### SET TASK
Will you give every entry again exactly as it stands?

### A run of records
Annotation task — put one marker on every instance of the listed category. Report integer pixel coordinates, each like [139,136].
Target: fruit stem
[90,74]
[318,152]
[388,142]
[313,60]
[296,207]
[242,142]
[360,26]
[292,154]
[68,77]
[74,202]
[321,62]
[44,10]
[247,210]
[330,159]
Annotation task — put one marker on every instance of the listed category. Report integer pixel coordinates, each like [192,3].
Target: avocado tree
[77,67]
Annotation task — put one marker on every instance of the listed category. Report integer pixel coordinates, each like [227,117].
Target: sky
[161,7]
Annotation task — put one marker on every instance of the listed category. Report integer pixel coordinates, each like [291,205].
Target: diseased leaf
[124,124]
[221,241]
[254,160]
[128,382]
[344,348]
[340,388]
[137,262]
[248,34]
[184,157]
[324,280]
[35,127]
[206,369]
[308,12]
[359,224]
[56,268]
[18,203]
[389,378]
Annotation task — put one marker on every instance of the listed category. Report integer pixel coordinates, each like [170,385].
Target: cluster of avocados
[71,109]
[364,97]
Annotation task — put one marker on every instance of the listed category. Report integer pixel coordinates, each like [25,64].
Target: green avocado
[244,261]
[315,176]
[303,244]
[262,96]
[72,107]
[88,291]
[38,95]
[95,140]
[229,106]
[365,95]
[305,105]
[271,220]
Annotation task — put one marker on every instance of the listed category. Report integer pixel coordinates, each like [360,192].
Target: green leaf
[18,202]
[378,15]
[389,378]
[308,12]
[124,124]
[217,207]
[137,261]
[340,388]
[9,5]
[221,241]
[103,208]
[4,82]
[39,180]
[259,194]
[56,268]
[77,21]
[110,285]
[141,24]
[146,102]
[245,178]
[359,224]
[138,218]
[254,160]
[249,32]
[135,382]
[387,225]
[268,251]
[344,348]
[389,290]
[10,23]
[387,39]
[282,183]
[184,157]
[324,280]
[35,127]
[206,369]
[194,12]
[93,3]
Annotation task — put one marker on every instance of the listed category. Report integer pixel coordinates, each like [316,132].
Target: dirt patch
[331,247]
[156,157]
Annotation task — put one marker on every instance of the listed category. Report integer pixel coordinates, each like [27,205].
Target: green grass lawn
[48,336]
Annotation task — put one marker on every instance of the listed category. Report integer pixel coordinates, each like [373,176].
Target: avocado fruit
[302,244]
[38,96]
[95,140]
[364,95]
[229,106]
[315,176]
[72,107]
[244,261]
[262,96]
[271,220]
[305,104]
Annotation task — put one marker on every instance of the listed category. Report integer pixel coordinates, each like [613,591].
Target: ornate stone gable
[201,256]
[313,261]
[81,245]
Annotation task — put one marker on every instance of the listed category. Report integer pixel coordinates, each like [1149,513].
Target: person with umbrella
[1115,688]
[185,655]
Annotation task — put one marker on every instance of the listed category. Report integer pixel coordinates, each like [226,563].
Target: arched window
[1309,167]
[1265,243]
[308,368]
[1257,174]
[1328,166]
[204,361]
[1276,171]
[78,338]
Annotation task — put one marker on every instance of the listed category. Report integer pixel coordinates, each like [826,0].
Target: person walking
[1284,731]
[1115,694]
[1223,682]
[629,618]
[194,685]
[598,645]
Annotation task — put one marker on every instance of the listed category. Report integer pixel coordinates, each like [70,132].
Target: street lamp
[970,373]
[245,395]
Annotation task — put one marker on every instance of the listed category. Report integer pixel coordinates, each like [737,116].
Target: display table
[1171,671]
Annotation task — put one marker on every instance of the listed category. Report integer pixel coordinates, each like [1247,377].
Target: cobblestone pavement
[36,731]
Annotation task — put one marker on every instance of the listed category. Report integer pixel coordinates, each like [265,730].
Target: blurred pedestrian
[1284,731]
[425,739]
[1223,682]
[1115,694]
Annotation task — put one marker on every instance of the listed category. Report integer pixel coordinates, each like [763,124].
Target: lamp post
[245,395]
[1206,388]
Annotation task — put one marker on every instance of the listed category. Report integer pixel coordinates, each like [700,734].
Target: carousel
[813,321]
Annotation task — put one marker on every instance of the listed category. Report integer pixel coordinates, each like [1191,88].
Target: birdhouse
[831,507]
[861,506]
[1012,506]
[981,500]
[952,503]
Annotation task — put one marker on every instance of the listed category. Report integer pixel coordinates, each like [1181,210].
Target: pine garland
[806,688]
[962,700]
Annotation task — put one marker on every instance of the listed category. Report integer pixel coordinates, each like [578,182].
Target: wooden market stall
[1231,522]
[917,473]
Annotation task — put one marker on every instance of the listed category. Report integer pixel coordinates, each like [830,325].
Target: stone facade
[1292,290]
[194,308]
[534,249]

### OUTPUT
Annotation task — put one marker on every instance of the listed category. Report integer pixel coordinates, each like [139,136].
Target: fruit stem
[90,74]
[318,152]
[388,142]
[313,60]
[296,207]
[242,142]
[360,26]
[292,154]
[68,77]
[74,202]
[321,62]
[44,10]
[247,210]
[330,159]
Annotation task — put one marker on every instance of the listed category. Report integer pixel coordinates, each like [192,3].
Target: avocado tree
[77,67]
Annotation task — put one marker on every instance of the listed category. Report integer pixel coordinates, each like [227,117].
Target: sky
[161,7]
Annotation task — put one marker on every instance of the listed category. Report integer pixel coordinates, each like [291,205].
Target: diseased leaf
[124,124]
[221,241]
[254,160]
[128,382]
[344,348]
[340,388]
[137,262]
[248,34]
[184,157]
[324,280]
[35,127]
[206,369]
[308,12]
[359,224]
[56,268]
[18,203]
[389,378]
Annotation task — put one marker on every instance of the listed category. Report integer pixel coordinates, each like [170,385].
Target: cluster of avocados
[71,109]
[364,97]
Annotation task — put one marker on every instance of the listed category. Report integer pixel coordinates, each like [25,64].
Target: green avocado
[244,261]
[315,176]
[303,244]
[262,96]
[72,107]
[88,291]
[38,95]
[95,140]
[229,106]
[365,95]
[305,105]
[271,220]
Annotation task — put one marker on every instance of the listed category. Report integer pixel coordinates, each like [360,192].
Target: green leaf
[18,202]
[378,15]
[389,378]
[308,12]
[124,124]
[217,207]
[137,261]
[340,388]
[9,5]
[221,241]
[103,208]
[4,82]
[39,180]
[259,194]
[56,268]
[77,21]
[110,285]
[141,24]
[146,102]
[245,178]
[359,224]
[138,218]
[254,160]
[249,32]
[135,382]
[387,225]
[268,251]
[344,348]
[389,290]
[10,23]
[387,39]
[282,183]
[184,157]
[324,280]
[35,127]
[206,369]
[194,12]
[93,3]
Annotation task — put one marker on every instance of the listed category. Report integer pixel coordinates, each like [316,132].
Target: dirt patch
[331,247]
[156,157]
Annotation task — put one marker on every instance of the listed category. Report integer pixel coordinates, each like [27,205].
Target: green grass lawn
[48,336]
Annotation task — put one marker on every instance of the listed category. Report integer pixel coordinates, each like [373,176].
Target: avocado fruit
[302,244]
[38,96]
[95,140]
[364,95]
[229,106]
[315,176]
[72,107]
[244,261]
[262,96]
[271,220]
[305,104]
Annotation task — put one marker on every instance of the listed category. Report integer pixel coordinates, each like [613,591].
Target: ornate stone gable
[201,256]
[313,261]
[81,245]
Annotation task — put one marker on every instance of the listed category. Report integer pixel coordinates, each like [1149,513].
Target: person with umbrella
[1115,688]
[185,655]
Annotation task — put one marker on every instance of the listed category. Report integer pixel coordinates, each like [226,563].
Target: arched window
[1309,167]
[1265,243]
[308,368]
[1257,174]
[1328,166]
[204,361]
[1276,171]
[78,338]
Annotation task — put one marker on every instance of the listed category. Report integer pixel coordinates, each like [826,0].
Target: person walking
[1284,731]
[1115,694]
[1223,682]
[629,618]
[194,685]
[598,645]
Annotation task — put one marker on every instance of the listed category. Report integer pixel coordinates, each like [70,132].
Target: street lamp
[970,373]
[245,395]
Annotation task — put one marker on every instance of the listed category. Report integer pixel coordinates, each like [737,116].
Target: display table
[1171,671]
Annotation task — put one marker on every instance of the listed category. Report integer pixel coordinates, each like [1247,377].
Target: cobblestone pavement
[36,731]
Annotation task — put one marker on every instance of the listed category. Report integer pixel coordinates, each like [265,730].
Target: blurred pedestrian
[1284,731]
[425,739]
[1223,682]
[1115,694]
Annotation task — put one marker on every instance of the listed category. Report integer pixel coordinates, each like [763,124].
Target: lamp post
[245,395]
[1206,388]
Annotation task — put one marker on every instance of the listed category. Report integer pixel coordinates, each like [700,734].
Target: carousel
[813,321]
Annotation task — put one marker on every instance of the listed category. Report integer pixel coordinates, each like [1191,88].
Target: birdhouse
[831,507]
[861,506]
[1012,506]
[981,500]
[952,503]
Annotation task — put one marker on every instance of the listed category. Report integer pixel coordinates, each like [1181,210].
Target: pine garland
[806,688]
[962,700]
Annotation task — put one marker on every instance of the listed category. Report integer pixel coordinates, each like [578,182].
Target: wooden market stall
[1231,522]
[917,473]
Annotation task — put one marker on every instance of the listed category. Report integer pixel coordinates, each like [830,325].
Target: stone facade
[1292,290]
[194,308]
[534,249]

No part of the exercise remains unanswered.